### YOUR INSTRUCTIONS
Find the line containing "Query: sandy beach", then print it and each following line through the end of the records, exactly and with nothing added; leave out any pictures.

Referring expression pointing data:
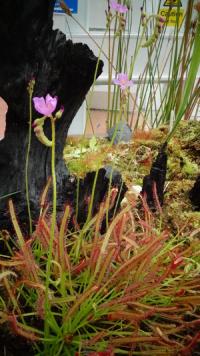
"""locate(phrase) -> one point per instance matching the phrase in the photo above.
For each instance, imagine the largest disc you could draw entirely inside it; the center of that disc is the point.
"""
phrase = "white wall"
(91, 15)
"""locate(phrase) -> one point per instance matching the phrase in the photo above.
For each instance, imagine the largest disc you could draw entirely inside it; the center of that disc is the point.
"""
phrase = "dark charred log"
(31, 48)
(81, 192)
(153, 184)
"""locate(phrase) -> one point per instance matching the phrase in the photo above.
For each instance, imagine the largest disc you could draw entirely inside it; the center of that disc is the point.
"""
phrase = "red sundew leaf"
(80, 267)
(3, 112)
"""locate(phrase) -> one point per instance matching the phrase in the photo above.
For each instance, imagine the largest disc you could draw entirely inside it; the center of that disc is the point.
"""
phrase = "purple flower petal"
(123, 81)
(122, 9)
(45, 106)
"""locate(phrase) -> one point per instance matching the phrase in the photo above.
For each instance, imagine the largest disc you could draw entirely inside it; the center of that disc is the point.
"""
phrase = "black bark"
(30, 48)
(153, 184)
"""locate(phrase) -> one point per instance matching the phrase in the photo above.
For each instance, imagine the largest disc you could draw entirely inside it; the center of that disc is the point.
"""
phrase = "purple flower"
(45, 106)
(122, 9)
(123, 81)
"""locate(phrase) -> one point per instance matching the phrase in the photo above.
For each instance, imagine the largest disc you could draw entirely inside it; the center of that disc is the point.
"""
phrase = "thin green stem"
(52, 231)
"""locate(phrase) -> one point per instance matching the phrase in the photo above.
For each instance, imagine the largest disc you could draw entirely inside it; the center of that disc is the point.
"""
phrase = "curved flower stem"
(52, 232)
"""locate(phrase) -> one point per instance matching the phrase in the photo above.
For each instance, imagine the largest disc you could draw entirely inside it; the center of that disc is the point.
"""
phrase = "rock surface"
(31, 48)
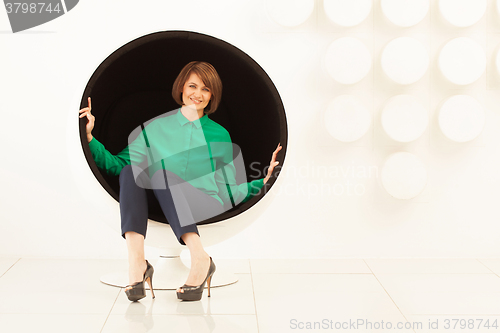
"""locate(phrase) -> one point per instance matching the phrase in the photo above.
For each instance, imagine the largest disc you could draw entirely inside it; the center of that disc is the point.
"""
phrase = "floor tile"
(308, 266)
(237, 266)
(236, 298)
(181, 323)
(6, 264)
(492, 264)
(425, 283)
(53, 323)
(55, 301)
(283, 298)
(450, 303)
(59, 274)
(426, 266)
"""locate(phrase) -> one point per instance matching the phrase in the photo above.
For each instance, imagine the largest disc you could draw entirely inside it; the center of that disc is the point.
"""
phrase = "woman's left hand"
(273, 163)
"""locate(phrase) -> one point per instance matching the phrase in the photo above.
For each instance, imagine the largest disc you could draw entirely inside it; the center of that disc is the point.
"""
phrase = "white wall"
(46, 211)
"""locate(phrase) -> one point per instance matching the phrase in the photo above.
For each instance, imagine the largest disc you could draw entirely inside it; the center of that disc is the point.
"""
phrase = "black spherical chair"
(134, 84)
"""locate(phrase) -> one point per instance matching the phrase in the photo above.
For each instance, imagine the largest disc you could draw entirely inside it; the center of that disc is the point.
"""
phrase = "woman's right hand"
(91, 119)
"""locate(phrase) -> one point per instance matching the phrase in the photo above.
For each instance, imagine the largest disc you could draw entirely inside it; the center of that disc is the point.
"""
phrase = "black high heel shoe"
(138, 290)
(194, 293)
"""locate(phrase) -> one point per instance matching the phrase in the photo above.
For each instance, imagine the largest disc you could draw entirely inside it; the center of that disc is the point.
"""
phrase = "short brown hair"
(208, 75)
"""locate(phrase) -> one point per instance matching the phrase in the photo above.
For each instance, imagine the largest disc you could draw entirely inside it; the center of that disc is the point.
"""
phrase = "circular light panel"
(348, 60)
(405, 13)
(290, 13)
(461, 118)
(405, 60)
(347, 13)
(404, 118)
(462, 13)
(403, 175)
(462, 60)
(347, 119)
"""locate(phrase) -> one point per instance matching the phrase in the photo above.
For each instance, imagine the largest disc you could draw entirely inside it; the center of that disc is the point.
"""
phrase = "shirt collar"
(198, 122)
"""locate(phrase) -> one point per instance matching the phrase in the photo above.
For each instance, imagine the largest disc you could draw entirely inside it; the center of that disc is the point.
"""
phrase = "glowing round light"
(347, 119)
(403, 175)
(405, 13)
(290, 13)
(347, 13)
(462, 60)
(405, 60)
(461, 118)
(404, 118)
(348, 60)
(462, 13)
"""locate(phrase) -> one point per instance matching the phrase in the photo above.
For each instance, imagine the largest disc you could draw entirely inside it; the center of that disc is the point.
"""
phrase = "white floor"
(451, 295)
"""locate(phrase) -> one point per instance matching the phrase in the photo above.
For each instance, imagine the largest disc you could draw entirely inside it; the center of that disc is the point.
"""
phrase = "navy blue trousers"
(182, 203)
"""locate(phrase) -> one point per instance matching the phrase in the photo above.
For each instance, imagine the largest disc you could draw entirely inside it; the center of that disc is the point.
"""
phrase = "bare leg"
(200, 260)
(136, 260)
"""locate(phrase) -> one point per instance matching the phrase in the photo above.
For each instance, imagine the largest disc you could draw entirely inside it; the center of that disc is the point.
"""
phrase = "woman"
(190, 171)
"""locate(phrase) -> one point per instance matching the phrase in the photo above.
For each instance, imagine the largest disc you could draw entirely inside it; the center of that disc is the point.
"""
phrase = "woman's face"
(195, 92)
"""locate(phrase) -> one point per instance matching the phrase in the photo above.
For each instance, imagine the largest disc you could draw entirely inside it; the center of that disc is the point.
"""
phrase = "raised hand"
(273, 163)
(91, 119)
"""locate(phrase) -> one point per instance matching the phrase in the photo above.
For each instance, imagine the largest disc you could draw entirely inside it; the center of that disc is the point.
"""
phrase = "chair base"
(170, 273)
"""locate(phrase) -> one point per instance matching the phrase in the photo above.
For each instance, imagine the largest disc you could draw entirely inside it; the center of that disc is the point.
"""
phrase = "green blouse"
(200, 152)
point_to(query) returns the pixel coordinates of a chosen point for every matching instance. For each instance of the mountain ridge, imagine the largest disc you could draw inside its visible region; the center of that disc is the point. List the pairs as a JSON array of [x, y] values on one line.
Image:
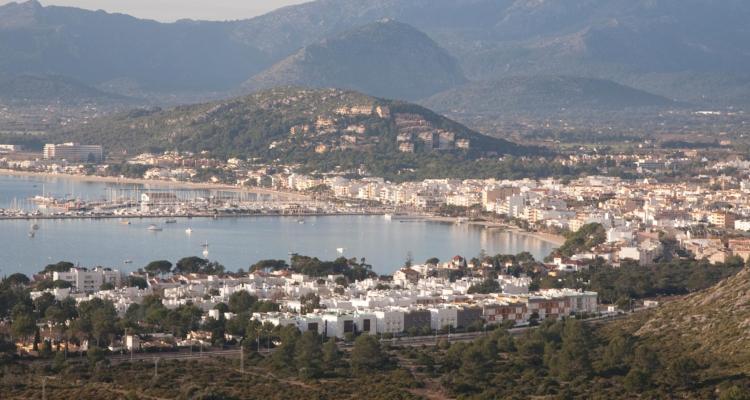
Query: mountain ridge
[[292, 124], [543, 94], [660, 46], [384, 59]]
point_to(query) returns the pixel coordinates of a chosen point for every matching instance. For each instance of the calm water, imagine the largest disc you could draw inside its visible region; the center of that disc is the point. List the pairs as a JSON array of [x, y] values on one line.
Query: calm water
[[15, 191], [235, 242]]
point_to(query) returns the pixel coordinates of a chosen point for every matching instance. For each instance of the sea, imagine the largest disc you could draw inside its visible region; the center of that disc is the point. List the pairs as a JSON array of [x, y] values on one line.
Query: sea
[[235, 242]]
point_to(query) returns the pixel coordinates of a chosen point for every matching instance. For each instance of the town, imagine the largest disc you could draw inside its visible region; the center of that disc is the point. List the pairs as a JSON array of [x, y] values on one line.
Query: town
[[424, 299], [706, 216]]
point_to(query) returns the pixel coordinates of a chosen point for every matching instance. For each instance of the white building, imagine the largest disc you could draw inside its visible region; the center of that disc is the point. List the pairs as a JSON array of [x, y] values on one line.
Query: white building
[[85, 280], [73, 152]]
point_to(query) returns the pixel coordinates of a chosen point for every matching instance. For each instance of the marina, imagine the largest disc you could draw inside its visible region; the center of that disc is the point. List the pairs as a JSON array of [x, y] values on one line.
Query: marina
[[237, 241]]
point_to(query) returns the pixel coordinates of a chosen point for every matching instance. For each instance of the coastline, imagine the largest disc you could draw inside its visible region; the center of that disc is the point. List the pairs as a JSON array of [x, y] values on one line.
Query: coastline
[[155, 183], [556, 240]]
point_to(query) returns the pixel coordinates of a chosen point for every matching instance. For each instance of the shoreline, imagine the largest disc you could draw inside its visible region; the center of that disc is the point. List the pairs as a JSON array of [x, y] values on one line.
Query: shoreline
[[157, 183], [556, 240]]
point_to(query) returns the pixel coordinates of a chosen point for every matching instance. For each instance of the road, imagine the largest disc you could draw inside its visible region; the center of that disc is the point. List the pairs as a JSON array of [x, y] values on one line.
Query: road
[[401, 341]]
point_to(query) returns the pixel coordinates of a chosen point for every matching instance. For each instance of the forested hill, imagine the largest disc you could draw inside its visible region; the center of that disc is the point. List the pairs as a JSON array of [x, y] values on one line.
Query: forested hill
[[330, 126]]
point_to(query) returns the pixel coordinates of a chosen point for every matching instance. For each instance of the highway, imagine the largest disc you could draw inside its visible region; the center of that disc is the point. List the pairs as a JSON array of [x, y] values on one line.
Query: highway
[[416, 341]]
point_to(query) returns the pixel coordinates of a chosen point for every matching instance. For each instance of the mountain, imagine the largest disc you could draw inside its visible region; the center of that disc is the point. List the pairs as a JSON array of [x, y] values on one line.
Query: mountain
[[710, 325], [542, 95], [628, 41], [384, 59], [296, 125], [667, 47], [96, 47], [44, 89]]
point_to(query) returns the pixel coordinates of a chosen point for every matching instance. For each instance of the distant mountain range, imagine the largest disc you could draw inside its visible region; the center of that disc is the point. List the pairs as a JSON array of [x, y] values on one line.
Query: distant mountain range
[[693, 51], [711, 325], [542, 95], [41, 89], [386, 59], [313, 127]]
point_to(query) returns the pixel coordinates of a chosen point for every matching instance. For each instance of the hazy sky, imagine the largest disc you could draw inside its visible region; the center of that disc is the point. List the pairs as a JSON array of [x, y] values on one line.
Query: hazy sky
[[171, 10]]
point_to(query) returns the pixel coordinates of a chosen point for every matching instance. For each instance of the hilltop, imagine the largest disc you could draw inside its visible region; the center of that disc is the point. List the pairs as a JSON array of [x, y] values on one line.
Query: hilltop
[[385, 59], [668, 47], [712, 325], [543, 95], [328, 126]]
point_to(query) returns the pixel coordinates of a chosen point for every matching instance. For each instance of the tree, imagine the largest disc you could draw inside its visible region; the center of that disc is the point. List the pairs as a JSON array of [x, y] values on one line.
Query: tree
[[17, 279], [332, 357], [308, 354], [23, 325], [367, 355], [241, 301], [488, 286], [189, 265], [136, 281], [97, 319], [734, 393], [269, 265], [95, 355], [309, 303], [161, 267], [617, 354], [644, 363], [680, 372], [62, 266], [573, 357], [283, 358]]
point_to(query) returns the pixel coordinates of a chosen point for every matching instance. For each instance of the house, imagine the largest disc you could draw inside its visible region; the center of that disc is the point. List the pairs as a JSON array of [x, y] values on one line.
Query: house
[[85, 280], [405, 276]]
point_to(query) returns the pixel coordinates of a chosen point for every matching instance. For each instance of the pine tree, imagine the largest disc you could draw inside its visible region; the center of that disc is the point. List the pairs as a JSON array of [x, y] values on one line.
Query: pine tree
[[308, 355], [332, 357]]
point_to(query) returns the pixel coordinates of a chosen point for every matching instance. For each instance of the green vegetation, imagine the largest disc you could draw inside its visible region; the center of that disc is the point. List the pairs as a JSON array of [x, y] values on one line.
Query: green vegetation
[[352, 269], [587, 237], [631, 281], [418, 66]]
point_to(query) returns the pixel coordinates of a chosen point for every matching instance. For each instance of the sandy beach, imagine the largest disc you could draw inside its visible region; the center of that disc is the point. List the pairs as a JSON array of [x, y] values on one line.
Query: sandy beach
[[157, 183]]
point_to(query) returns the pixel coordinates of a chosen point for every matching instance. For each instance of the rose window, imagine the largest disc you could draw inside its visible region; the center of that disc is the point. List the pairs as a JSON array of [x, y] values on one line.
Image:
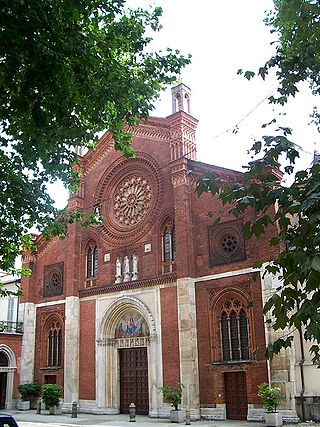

### FINAL ANSWER
Query: sandy beach
[[157, 183]]
point_to(query) returns the pixel coordinates of a chosen point for every matching instance. For each instance of the rose window, imagine the largest disc you could draw inside its visible region; the center of that disc is the point. List the pairs as a JSON array of [x, y] values on one line.
Image:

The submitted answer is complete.